Start of DATASET CONTENT

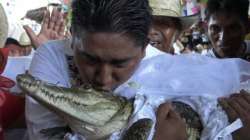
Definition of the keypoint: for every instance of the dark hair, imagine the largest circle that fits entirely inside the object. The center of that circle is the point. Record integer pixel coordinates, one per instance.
(12, 41)
(130, 17)
(238, 7)
(36, 14)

End of DATASET CONTENT

**TASK**
Every line in the records is to be retyped exactly as it stands; the pictures stay out.

**EXERCISE OUTPUT**
Definition of the keypoint: for every instance of the dark hair, imagine the largest circle that fits entirely inside the object. The center of that circle is the point. Record integer pixel coordinates, one per instance.
(12, 41)
(130, 17)
(238, 7)
(36, 14)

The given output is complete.